Sastra Lampung Post

Minggu, 18 April 2010

Dehumanisasi Seni Pemanggungan (Esai Alexander G.B.)

Lampungpost, Minggu, 18 April 2010

APRESIASI


Dehumanisasi Seni Pemanggungan

Esai Alexander G.B.

Pada situasi ideal, setiap peristiwa kesenian--teater secara spesifik-- hendaknya mampu meraih momen-momen yang menggentarkan seperti halnya pencapaian perasaan spiritual dalam ritual, pelbagai momen dan tahapan pertemuan para pelaku seni yang walaupun terbatas tetapi sublim.

Kemungkinan Gagalnya Mencipta Kontak Organik

Di sebuah tempat dan masa teater atau tari terjebak pada kleptomania artistik. Pada kemegahan setting panggung, gemerlap kostum, make-up, atau spektakel-spektakel yang sejatinya menjauhkan aktor atau penari atau performa dengan penontonnya. Tapi untuk kontek Lampung, sebagian besar kelompok atau sanggar masih di level kurang memahami medianya (tari dengan tubuhnya atau teater dengan penokohan dan bangunan artistiknya) dengan baik sehingga kontak antara performer dan penonton menjadi sulit terhubungkan.

Saya percaya salah satu esensi setiap pertunjukan adalah membangun kontak dengan penonton, mungkin sekadar sharing kesedihan, kesakitan, keterputusasaan, atau bisa juga sebuah perayaan atas kebodohan, kekalahan juga kebobrokan masyarakat yang baru menuju modern seperti Indonesia. Mampukah seni pemanggungan tidak sebatas hiburan, yaitu sebagai media penumbuhan dan pengembangan kesadaran kritis masyarakatnya.

Seorang teman bertanya tentang manfaat seni, lantas teman seniman di lain waktu berbicara tentang sepinya penonton, tentang tak adanya masa depan bagi pelaku teater, tentang minimnya dukungan pemerintah, dan masih bannyak lagi. Tetapi saya hanya akan mengajak untuk melihat kembali tentang hilangnya manusia dan kontak organik di berbagai pementasan atau pemanggungan.
++++++
§ **Kerjakan Tugas Berikut**:
**a.** Dalam esai tentang seni pemanggungan di atas, hal apa saja yang disebut sebagai wujud teater atau tari terjebak pada kleptomania artistik?
**b.** Teruskan esai tentang seni pemanggungan di atas, dimulai setelah kalimat terakhirnya.

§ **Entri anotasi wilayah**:
++++++
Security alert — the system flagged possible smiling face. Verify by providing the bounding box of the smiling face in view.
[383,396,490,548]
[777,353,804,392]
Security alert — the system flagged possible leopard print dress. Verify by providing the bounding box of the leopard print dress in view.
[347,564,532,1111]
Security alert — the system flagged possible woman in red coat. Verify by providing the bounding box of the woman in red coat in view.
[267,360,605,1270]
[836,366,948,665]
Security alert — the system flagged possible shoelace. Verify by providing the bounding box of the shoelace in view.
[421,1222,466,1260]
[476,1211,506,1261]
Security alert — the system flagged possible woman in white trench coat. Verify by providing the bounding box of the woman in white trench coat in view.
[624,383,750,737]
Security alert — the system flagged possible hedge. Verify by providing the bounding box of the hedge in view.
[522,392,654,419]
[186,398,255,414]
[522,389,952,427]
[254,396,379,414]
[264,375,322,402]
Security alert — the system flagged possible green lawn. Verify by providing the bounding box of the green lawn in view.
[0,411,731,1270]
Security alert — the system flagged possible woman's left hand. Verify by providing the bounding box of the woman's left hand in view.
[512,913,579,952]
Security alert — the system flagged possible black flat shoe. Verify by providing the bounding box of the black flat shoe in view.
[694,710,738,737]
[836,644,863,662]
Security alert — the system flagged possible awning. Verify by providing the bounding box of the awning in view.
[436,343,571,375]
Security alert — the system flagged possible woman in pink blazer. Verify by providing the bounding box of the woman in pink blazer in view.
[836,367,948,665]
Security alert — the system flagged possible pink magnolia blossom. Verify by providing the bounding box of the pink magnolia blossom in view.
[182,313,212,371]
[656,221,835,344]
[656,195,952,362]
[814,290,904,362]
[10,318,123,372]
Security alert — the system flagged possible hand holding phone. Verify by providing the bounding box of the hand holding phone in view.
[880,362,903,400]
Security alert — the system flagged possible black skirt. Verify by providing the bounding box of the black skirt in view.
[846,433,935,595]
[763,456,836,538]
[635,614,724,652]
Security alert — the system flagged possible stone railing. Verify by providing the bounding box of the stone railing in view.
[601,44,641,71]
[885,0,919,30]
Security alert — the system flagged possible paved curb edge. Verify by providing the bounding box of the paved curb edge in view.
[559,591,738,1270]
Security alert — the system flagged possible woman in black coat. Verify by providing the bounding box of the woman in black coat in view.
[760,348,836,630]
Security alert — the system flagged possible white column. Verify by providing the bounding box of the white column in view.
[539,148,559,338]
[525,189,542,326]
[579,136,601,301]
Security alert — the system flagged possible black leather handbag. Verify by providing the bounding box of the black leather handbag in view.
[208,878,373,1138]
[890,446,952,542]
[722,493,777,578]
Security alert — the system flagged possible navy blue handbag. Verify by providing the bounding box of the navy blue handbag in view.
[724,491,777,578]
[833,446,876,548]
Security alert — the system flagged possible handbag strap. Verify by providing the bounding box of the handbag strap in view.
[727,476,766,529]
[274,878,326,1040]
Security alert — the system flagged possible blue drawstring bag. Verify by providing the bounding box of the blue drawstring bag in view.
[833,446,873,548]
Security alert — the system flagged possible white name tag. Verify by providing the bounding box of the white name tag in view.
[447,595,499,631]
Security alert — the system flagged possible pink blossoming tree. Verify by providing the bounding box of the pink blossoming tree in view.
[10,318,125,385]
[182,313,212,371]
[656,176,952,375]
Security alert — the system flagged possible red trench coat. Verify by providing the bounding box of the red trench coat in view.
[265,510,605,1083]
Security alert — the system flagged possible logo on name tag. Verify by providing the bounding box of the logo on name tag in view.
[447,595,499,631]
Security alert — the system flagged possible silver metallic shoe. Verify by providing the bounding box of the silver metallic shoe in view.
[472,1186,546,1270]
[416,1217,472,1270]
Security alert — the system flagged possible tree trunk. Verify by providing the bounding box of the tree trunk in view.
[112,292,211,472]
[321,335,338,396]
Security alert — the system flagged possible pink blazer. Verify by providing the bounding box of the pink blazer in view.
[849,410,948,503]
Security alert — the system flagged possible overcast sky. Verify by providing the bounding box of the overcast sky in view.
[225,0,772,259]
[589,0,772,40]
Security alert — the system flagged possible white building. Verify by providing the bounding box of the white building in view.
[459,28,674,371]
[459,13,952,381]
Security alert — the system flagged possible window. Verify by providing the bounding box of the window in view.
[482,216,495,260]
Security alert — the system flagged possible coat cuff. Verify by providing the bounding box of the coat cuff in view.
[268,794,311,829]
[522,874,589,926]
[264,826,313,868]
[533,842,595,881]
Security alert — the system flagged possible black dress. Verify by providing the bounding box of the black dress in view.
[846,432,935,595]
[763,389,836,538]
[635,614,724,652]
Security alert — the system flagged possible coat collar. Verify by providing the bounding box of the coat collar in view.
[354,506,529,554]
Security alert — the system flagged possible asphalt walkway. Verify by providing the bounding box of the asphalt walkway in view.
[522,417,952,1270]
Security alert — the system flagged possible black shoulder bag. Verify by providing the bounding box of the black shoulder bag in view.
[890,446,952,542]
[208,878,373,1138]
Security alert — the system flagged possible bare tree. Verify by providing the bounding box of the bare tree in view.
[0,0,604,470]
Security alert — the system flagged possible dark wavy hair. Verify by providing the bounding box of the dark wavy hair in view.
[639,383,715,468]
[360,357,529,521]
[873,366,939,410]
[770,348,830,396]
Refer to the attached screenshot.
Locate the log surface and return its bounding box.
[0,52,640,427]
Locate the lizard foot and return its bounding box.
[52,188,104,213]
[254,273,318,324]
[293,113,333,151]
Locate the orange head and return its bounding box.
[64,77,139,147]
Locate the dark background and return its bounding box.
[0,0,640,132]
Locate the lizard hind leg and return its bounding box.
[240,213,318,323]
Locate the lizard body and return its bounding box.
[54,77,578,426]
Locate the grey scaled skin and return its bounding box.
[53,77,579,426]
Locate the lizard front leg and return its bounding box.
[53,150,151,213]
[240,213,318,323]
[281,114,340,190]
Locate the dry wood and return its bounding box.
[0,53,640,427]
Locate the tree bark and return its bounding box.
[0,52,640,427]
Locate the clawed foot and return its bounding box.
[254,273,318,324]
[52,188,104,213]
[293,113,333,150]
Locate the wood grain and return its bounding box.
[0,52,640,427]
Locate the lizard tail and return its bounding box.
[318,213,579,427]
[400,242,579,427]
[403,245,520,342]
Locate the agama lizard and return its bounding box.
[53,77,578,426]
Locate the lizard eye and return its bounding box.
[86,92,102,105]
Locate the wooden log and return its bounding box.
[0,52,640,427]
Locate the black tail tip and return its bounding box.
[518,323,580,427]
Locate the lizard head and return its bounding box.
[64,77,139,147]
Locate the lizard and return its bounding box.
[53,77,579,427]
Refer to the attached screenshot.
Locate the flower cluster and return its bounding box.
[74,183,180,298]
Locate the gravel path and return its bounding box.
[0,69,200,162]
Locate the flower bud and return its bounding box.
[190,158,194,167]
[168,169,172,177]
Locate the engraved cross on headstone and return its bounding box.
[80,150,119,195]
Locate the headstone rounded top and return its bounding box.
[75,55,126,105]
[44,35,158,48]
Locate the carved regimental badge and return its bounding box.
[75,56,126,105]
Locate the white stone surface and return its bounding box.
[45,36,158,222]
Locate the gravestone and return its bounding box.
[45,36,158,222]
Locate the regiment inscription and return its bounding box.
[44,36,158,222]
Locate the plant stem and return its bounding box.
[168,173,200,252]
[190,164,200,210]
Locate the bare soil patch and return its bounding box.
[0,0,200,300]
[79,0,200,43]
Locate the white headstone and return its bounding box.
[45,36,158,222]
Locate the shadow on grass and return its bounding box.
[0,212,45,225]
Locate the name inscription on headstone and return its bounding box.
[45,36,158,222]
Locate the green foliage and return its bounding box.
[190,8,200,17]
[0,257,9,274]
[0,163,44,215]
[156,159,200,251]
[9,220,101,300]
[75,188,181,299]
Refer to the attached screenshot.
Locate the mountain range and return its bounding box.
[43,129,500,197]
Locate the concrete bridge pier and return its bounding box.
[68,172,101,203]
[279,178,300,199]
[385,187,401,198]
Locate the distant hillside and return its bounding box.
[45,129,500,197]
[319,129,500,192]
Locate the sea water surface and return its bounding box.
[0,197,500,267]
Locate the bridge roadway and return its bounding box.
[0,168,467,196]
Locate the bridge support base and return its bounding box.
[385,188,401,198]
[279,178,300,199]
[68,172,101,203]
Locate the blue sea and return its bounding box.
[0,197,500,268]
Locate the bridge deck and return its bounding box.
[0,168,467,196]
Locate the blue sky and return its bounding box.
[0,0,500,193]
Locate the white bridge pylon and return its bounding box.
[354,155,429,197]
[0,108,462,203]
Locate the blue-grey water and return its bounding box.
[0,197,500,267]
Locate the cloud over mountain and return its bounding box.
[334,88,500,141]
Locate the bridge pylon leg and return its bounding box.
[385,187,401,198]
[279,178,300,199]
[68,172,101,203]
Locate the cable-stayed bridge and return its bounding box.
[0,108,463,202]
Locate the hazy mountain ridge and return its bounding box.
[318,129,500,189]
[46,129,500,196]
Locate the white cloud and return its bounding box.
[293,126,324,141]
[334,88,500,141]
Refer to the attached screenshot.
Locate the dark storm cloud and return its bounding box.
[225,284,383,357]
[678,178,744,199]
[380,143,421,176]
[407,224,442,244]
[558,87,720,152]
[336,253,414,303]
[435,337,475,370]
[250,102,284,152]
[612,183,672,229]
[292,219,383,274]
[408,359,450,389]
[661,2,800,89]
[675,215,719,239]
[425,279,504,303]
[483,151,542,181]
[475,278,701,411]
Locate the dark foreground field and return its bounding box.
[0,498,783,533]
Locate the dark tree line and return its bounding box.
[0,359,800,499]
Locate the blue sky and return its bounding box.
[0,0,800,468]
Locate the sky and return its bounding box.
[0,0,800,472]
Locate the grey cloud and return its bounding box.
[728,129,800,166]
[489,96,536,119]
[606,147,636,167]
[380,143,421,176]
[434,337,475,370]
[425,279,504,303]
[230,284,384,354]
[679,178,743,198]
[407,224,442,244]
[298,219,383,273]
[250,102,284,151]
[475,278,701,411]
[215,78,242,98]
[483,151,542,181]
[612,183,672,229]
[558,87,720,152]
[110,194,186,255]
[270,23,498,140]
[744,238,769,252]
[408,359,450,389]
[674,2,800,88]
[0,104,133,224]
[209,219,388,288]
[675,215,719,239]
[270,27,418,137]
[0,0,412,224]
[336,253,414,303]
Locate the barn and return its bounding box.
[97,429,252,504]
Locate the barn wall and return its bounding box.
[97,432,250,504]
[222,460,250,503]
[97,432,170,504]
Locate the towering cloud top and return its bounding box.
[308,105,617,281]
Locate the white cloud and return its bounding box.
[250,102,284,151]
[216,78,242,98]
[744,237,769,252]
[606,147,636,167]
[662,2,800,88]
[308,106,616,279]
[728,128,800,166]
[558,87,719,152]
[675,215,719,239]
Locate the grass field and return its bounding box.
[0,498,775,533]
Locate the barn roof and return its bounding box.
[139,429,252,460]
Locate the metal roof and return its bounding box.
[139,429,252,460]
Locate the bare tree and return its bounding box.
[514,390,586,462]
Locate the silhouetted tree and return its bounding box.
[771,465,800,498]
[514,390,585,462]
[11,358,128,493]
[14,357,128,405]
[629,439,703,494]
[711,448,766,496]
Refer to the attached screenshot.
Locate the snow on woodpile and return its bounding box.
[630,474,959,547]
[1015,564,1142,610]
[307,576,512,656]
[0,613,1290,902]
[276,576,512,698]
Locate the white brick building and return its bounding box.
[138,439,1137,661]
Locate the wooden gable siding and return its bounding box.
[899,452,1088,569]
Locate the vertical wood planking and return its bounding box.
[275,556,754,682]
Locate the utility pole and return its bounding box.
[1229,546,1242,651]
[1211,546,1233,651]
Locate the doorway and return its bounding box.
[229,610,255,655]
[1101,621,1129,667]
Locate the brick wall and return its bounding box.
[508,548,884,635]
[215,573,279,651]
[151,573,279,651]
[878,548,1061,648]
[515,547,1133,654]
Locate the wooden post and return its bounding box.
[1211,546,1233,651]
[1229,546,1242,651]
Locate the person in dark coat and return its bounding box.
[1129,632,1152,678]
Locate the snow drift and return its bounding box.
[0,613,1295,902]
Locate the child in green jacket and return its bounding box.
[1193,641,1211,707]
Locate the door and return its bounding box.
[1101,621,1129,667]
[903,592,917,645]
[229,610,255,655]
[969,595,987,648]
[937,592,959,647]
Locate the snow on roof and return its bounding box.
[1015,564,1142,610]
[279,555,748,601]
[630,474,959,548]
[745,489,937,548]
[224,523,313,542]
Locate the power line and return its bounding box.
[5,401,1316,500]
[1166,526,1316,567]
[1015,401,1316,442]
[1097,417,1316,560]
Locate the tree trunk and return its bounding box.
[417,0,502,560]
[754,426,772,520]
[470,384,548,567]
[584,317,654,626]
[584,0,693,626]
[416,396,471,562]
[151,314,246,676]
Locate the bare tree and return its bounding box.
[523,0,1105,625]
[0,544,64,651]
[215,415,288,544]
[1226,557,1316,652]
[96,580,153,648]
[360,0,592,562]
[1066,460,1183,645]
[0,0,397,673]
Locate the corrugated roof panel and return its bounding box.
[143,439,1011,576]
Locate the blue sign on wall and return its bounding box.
++++++
§ **Sebagai Jawaban**:
**a.** Kemegahan setting panggung, gemerlap kostum, make-up, dan spektakel-spektakel.

**b.**
Grotowski, produser teater asal Polandia, kemudian penggagas Teater Miskin (Poor Teater) berbicara tentang aktualisasi jati diri manusia (aktor). Ia melakukan berbagai eksperimen agar kontak esensial antara aktor dan penonton dapat terjalin kembali, sebuah hubungan yang autentik dan dialektik. Pada fase teater laboratorium (laboratory teater) ia menerapkan bermacam-macam metode latihan yang tujuannya penyatuan antara tubuh-pikiran-batin dalam diri aktor. Pertemuan yang memungkinkan setiap aktor menggali dunia-dalamnya, meraih dan mengeluarkan kekuatan tersembunyi dalam dirinya. Menggali gerak-gerak primal, merespons kondisi alam, mewujudkan ekologikal interrelationship demi membentuk aktor yang humanis dengan tujuan merevitalisasi aspek-aspek kehidupan manusia melalui teater.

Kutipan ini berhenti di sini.